▶ [Assigned task]:
Write the records out exactly, so that no picture remains in the copy.

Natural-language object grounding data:
________________________________________
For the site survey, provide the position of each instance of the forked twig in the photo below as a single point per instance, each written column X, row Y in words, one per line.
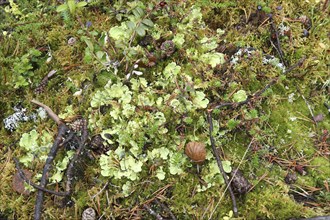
column 31, row 183
column 152, row 212
column 217, row 157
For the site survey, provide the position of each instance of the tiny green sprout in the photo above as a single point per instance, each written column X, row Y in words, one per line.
column 200, row 101
column 71, row 6
column 160, row 174
column 240, row 96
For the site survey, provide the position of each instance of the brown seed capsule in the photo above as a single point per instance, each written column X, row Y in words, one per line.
column 196, row 151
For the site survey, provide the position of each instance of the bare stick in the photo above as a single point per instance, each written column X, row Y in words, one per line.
column 62, row 129
column 234, row 174
column 278, row 44
column 217, row 157
column 50, row 112
column 76, row 160
column 152, row 212
column 28, row 181
column 165, row 208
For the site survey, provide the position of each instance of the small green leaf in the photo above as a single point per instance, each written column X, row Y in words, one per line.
column 213, row 58
column 72, row 6
column 178, row 40
column 160, row 174
column 81, row 4
column 148, row 22
column 88, row 42
column 138, row 12
column 140, row 30
column 200, row 101
column 239, row 96
column 100, row 54
column 131, row 25
column 226, row 166
column 61, row 8
column 232, row 123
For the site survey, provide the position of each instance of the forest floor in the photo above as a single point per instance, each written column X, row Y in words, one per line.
column 148, row 100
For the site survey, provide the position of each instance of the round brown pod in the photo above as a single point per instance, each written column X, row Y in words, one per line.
column 196, row 151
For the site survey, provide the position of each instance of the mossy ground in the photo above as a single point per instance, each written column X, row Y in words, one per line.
column 284, row 133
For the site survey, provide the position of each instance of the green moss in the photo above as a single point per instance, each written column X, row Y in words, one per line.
column 273, row 203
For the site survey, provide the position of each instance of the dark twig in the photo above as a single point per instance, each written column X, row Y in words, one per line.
column 28, row 181
column 276, row 44
column 50, row 112
column 259, row 93
column 62, row 129
column 165, row 208
column 77, row 158
column 152, row 212
column 95, row 41
column 44, row 82
column 217, row 157
column 327, row 106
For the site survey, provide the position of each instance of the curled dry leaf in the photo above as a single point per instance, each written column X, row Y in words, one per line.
column 196, row 151
column 18, row 182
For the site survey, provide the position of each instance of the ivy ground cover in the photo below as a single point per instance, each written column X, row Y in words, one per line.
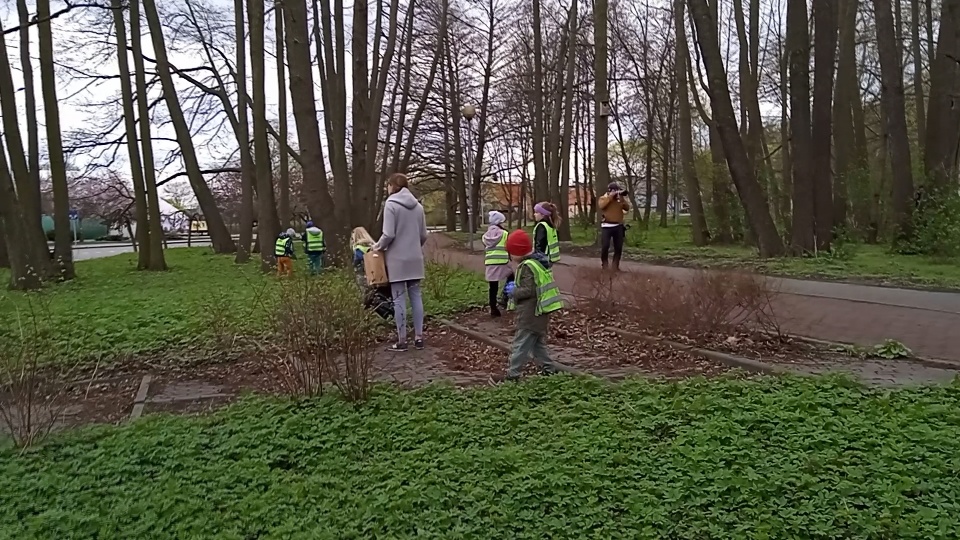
column 555, row 457
column 112, row 311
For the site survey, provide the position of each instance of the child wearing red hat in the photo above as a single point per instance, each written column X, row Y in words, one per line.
column 536, row 296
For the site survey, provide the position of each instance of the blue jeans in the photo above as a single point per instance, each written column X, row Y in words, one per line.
column 527, row 344
column 315, row 261
column 412, row 290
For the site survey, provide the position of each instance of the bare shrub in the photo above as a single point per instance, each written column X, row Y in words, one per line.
column 322, row 333
column 709, row 302
column 34, row 389
column 224, row 316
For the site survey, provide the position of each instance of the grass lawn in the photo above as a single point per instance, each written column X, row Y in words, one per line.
column 555, row 457
column 868, row 263
column 111, row 310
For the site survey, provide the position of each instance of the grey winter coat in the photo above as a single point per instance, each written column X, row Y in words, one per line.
column 404, row 234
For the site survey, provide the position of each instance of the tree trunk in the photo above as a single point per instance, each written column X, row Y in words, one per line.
column 698, row 220
column 133, row 151
column 219, row 235
column 23, row 275
column 243, row 132
column 4, row 256
column 751, row 194
column 157, row 260
column 943, row 115
column 798, row 46
column 284, row 184
column 62, row 250
column 892, row 101
column 663, row 191
column 825, row 47
column 917, row 72
column 541, row 187
column 268, row 225
column 303, row 102
column 29, row 193
column 847, row 90
column 567, row 134
column 602, row 97
column 28, row 229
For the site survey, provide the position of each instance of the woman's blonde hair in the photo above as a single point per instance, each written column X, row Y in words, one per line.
column 360, row 237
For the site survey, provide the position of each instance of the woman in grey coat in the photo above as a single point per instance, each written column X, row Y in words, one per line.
column 404, row 234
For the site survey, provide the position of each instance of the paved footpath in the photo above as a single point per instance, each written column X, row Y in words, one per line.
column 927, row 322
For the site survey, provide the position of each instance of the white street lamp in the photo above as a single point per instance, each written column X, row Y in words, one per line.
column 469, row 112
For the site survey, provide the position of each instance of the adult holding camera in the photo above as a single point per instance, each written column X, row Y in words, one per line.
column 614, row 205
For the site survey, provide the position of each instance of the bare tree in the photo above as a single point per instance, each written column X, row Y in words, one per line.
column 892, row 101
column 801, row 139
column 157, row 261
column 943, row 116
column 29, row 255
column 751, row 194
column 268, row 225
column 701, row 235
column 219, row 235
column 62, row 250
column 133, row 150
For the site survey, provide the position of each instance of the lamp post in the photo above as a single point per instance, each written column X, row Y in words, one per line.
column 469, row 112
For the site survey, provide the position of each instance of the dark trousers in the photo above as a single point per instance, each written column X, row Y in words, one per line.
column 494, row 290
column 611, row 235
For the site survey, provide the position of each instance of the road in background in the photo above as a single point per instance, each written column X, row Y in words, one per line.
column 96, row 250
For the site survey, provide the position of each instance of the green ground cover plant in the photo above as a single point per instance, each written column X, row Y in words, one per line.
column 849, row 262
column 557, row 457
column 111, row 311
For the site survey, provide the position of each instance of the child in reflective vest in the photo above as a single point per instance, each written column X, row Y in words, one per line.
column 536, row 296
column 496, row 260
column 283, row 250
column 545, row 239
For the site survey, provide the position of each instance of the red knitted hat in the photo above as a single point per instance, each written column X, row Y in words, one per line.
column 519, row 243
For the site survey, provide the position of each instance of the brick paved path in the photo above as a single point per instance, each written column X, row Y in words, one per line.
column 927, row 322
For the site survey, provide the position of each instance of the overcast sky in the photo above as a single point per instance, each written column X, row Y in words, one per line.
column 80, row 102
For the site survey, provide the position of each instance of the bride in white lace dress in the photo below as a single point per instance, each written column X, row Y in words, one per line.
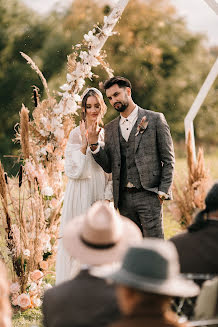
column 87, row 182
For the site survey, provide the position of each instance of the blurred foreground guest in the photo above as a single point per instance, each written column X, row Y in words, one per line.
column 98, row 241
column 5, row 307
column 147, row 281
column 198, row 247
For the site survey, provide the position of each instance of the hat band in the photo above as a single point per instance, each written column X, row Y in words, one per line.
column 97, row 246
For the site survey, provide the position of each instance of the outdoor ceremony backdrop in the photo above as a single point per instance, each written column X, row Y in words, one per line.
column 165, row 62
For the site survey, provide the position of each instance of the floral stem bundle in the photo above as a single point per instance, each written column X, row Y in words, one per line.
column 189, row 195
________________________________________
▶ [Answer below]:
For the site survey, provide the position of each instance of the forked twig in the photo below as a single point per instance, each written column X, row Y in words, one per line.
column 31, row 183
column 152, row 212
column 217, row 157
For the site survey, provide the position of each instance of the tiny green sprout in the photo above as a single point per instance, each written column X, row Y in words, one per line.
column 200, row 101
column 71, row 6
column 160, row 174
column 240, row 96
For the site survey, provide the position of each instance of the brown seed capsule in the photo above as a single point per instance, each written column X, row Y in words, one per line.
column 196, row 151
For the site survey, provide the position of each instance of the bare stick in the photo above as a single point per instance, each written column X, row Y in words, one per line.
column 62, row 129
column 234, row 174
column 278, row 44
column 217, row 157
column 50, row 112
column 76, row 160
column 152, row 212
column 28, row 181
column 165, row 208
For the site survey, provide the position of each instance of the small green leaf in the photo above as a single point per instance, each written column X, row Y in words, one per line.
column 213, row 58
column 72, row 6
column 178, row 40
column 160, row 174
column 81, row 4
column 148, row 22
column 88, row 42
column 138, row 12
column 140, row 30
column 200, row 101
column 239, row 96
column 100, row 54
column 131, row 25
column 226, row 166
column 61, row 8
column 232, row 123
For the site survey, provide the position of each instance of the forest floor in the photo above as a single point per instance, each written column X, row Y in words, one per line.
column 148, row 100
For the site survey, provide the position of each instance of the round brown pod in the photo above as a single point per instance, each written column X, row Y in words, one per line.
column 196, row 151
For the site survey, provide the position of each instance of the mossy ground in the photo above as a single point per instance, each written column X, row Y in words, one per line.
column 284, row 133
For the site survey, provide the position of each instance of the green moss in the photo above as a single point per instance, each written column X, row Y in words, one per line.
column 273, row 203
For the site survey, provide the position of each instance of the dark twig in the photo above as a single point per instance, each written column X, row Y in words, one per line.
column 28, row 181
column 276, row 44
column 50, row 112
column 259, row 93
column 62, row 129
column 165, row 208
column 77, row 158
column 152, row 212
column 95, row 41
column 44, row 82
column 217, row 157
column 327, row 106
For the site survey, provide the position of each instance of the curled dry leaf in the photo above as a single point per instance, each written column X, row Y in words, one per line.
column 196, row 151
column 18, row 182
For the site survey, provide the position of each instance of the ivy ground cover in the photo below as a single point per instance, each written column X, row Y in words, one per line.
column 555, row 457
column 112, row 311
For the site survey, provide the position of each instance of the child wearing red hat in the photo above as a single point per instance, each written column X, row Y in words, one per line.
column 536, row 296
For the site survey, provide the position of each instance of the blue jeans in the photo above as a single point per instance, each written column X, row Y in words, one per line.
column 527, row 344
column 315, row 261
column 412, row 290
For the site survey, provide the position of each instance of the bare shrub in the photo above as a single point per instance, each written column X, row Y in words, one per line.
column 322, row 333
column 709, row 302
column 34, row 389
column 224, row 316
For the site survey, provide the position of each instance of the grass lawn in the photo above as a single point per instance, each written column X, row Y in words, one per line.
column 555, row 457
column 868, row 263
column 111, row 310
For the site survey, provide the position of each instance of the grey winter coat in the photo above as a single point per instance, each written column X, row Y in words, one per line.
column 404, row 234
For the site survey, provide the position of each instance of the tree trunk in the photo above as a single point per instance, each written column X, row Y in words, one per line.
column 698, row 220
column 133, row 151
column 219, row 235
column 23, row 275
column 243, row 132
column 4, row 256
column 751, row 194
column 157, row 260
column 943, row 115
column 798, row 46
column 284, row 184
column 62, row 250
column 892, row 101
column 663, row 191
column 825, row 47
column 917, row 72
column 541, row 187
column 268, row 225
column 303, row 102
column 29, row 193
column 847, row 90
column 567, row 134
column 602, row 97
column 28, row 229
For the site survey, provide the position of each instance of the woman's blonde hair in the photo above as a single point per instance, each written column X, row Y in words, one per line.
column 360, row 237
For the site survey, provide the position of each instance of the woman in grey coat in the photo above as a single point per instance, each written column X, row Y in words, one per line.
column 404, row 234
For the site survey, provide the position of each instance of the paved footpath in the photo above as a single point per instance, each written column X, row Y in words, one per line.
column 927, row 322
For the site survey, provide the position of each instance of the white street lamp in the photo above as a single point per instance, each written column X, row Y in words, one per line.
column 469, row 112
For the site survey, provide the position of each instance of the adult holding camera in the photo above as a single point per instance, each written column X, row Y in words, one per line.
column 614, row 205
For the site survey, provide the position of each instance of the bare tree in the photo above as a single point per instance, each written column X, row Y in words, one per line.
column 892, row 101
column 801, row 139
column 157, row 261
column 943, row 116
column 29, row 255
column 751, row 194
column 268, row 225
column 701, row 235
column 219, row 235
column 62, row 250
column 133, row 150
For the site survey, provide the position of each instance of the lamp post in the photo above as a single point per instance, each written column X, row Y in words, one per line.
column 469, row 112
For the site survey, provide the position of each instance of the dark trousers in the photo above as a single point per instance, each written column X, row Y in words, one per line.
column 494, row 290
column 611, row 235
For the site survey, provide the position of each instance of the road in background in the photo above as a single point per instance, each written column X, row Y in words, one per line.
column 96, row 250
For the site survey, provide the position of each instance of the green ground cover plant in the photo above as a single point per instance, each written column X, row Y in words, one per line.
column 849, row 262
column 557, row 457
column 111, row 311
For the site survey, provide the position of each instance of the child in reflective vest in the photo above as a single point per instance, each written column X, row Y in words, one per line.
column 536, row 296
column 496, row 260
column 283, row 250
column 545, row 239
For the site survey, provide the position of each instance of the red knitted hat in the photo above as a single point per instance, each written column X, row Y in words, one per line.
column 519, row 243
For the site survey, provide the position of each instance of the brick paved path in the photo above as a single point per instance, each written column X, row Y in words, one per line.
column 927, row 322
For the site survey, provide the position of each instance of the overcast sky in the photo above as a single point per instance, each written column X, row Y in words, one per line.
column 80, row 102
For the site survey, provide the position of each instance of the bride in white lace dress in the photo below as a single point per instance, each written column X, row Y in words, one per line.
column 87, row 182
For the site survey, provide the position of each instance of the blurred foreground guest in the photo above as a single point per instance, each written column X, row Y in words, one per line.
column 98, row 241
column 5, row 307
column 147, row 281
column 198, row 247
For the site survey, provide the position of each instance of the hat band in the photo above as a single point per instance, each written column X, row Y in words, one per line.
column 97, row 246
For the site survey, provide the position of each instance of the outdoor ceremony backdrop in the photo above as a single point per instance, each written column X, row Y in words, one per line.
column 165, row 62
For the site survey, provide the position of each instance of the floral stem bundle in the photo above as a single point per instance, each written column X, row Y in words, one per line.
column 189, row 195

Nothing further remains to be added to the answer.